Items listed in a dataset:

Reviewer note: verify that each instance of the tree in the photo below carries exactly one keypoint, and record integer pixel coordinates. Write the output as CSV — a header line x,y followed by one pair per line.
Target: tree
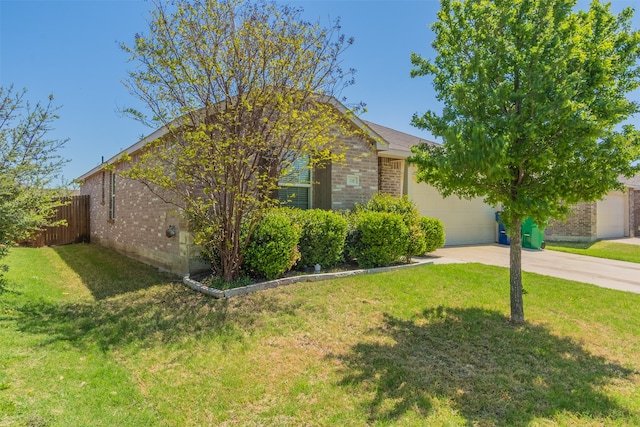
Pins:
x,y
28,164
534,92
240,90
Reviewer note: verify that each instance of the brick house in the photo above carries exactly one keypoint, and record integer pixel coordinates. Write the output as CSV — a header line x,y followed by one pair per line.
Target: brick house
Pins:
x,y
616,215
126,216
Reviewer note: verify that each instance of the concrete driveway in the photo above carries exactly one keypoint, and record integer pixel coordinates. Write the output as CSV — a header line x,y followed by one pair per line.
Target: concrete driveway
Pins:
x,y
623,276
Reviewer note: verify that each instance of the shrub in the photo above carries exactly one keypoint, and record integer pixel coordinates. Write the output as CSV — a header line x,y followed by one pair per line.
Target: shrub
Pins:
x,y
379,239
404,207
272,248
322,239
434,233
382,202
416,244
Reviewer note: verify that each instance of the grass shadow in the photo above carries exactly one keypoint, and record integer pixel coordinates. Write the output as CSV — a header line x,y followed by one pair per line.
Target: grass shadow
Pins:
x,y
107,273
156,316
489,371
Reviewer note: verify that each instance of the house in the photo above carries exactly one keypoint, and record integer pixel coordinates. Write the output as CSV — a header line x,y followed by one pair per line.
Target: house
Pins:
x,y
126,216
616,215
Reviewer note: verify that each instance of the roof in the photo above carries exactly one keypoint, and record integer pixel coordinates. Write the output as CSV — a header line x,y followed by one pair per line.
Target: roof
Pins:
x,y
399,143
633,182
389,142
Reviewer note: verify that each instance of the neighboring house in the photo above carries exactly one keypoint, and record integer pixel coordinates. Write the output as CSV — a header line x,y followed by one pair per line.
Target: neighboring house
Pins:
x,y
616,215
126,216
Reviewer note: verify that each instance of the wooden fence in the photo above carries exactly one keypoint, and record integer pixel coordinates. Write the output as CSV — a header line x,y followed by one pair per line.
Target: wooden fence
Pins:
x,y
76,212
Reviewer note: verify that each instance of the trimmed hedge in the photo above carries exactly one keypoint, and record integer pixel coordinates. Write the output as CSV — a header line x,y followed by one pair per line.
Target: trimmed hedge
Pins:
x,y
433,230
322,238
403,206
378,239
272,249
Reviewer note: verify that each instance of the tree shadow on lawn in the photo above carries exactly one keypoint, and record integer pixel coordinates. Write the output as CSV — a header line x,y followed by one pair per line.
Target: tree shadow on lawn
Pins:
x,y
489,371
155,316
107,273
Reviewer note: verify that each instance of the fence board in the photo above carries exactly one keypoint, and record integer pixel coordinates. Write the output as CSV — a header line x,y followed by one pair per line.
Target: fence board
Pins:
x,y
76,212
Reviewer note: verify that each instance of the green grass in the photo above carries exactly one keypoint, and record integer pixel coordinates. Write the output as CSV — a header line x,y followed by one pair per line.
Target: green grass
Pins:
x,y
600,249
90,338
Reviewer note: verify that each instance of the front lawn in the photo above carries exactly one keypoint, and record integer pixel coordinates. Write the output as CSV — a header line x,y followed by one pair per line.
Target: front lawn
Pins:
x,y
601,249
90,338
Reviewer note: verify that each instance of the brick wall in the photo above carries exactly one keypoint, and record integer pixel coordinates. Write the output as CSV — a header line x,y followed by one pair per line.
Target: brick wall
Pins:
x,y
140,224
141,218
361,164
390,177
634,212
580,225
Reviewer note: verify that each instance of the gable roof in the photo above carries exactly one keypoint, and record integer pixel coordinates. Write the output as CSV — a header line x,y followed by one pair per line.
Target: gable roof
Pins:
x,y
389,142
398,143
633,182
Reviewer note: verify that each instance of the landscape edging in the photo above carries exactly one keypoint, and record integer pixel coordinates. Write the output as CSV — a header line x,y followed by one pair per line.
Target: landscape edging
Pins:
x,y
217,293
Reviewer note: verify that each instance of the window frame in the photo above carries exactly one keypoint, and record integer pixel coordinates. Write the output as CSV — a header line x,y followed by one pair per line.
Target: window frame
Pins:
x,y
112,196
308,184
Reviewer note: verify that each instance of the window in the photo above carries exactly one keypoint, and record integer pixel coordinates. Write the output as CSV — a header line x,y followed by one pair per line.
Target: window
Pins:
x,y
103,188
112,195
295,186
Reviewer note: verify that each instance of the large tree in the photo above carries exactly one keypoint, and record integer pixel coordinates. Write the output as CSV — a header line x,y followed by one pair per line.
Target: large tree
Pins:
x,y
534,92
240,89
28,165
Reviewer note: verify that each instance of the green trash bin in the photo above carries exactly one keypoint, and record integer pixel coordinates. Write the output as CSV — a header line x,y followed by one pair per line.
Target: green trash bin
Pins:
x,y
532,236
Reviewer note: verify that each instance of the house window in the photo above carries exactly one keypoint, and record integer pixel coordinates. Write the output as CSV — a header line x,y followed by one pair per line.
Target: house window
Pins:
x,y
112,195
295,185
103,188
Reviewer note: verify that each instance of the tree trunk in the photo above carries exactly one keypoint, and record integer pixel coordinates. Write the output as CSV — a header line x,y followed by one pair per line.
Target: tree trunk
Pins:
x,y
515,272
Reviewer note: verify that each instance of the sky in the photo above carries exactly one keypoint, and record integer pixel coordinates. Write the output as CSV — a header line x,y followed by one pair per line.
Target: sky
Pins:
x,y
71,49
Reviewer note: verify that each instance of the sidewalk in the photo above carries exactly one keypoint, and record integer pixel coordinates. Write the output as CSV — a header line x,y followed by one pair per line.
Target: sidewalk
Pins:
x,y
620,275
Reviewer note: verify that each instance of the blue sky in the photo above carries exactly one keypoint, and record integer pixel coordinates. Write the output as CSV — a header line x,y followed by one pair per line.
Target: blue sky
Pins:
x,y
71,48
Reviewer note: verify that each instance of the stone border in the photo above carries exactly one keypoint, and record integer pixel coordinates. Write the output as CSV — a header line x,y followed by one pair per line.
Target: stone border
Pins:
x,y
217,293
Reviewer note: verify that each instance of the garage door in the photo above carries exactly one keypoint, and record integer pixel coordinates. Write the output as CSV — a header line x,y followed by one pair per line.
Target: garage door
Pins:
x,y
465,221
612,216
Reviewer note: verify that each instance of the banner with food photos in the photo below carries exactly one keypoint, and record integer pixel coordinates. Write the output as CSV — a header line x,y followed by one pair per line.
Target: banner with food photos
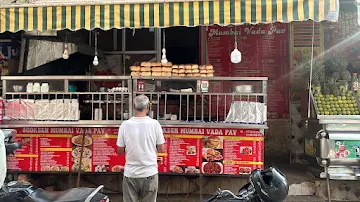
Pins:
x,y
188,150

**TASK TO COMPLETE**
For each line above that carries the word "tree", copy it out.

**ANSWER TO THIS PROBLEM**
Reviewer note: verify that each instance of the tree in the photo below carries exactly one keypoint, and record integer pixel coordinates. Write the output as CSV — a header line x,y followed by one pair per line.
Target: tree
Reviewer note: verify that each instance of the tree shadow on lawn in the photo above carries exactly one keypoint, and record integer pixel coordinates. Write the output as CSV — a header line x,y followed by one pair per line.
Target: tree shadow on lawn
Reviewer note: verify that each instance of the large tree in the photo above carries exactly one keypoint, and record integer pixel coordinates. Write the output as CSV — a header line x,y followed by one pair per line.
Target: large tree
Reviewer note: verify that each instance of the tree trunk in the photo above carries exactly one keypoint, and record integer pixel coordinates. Write the output as CSV — a header line x,y followed by one pair per line.
Target: tree trunk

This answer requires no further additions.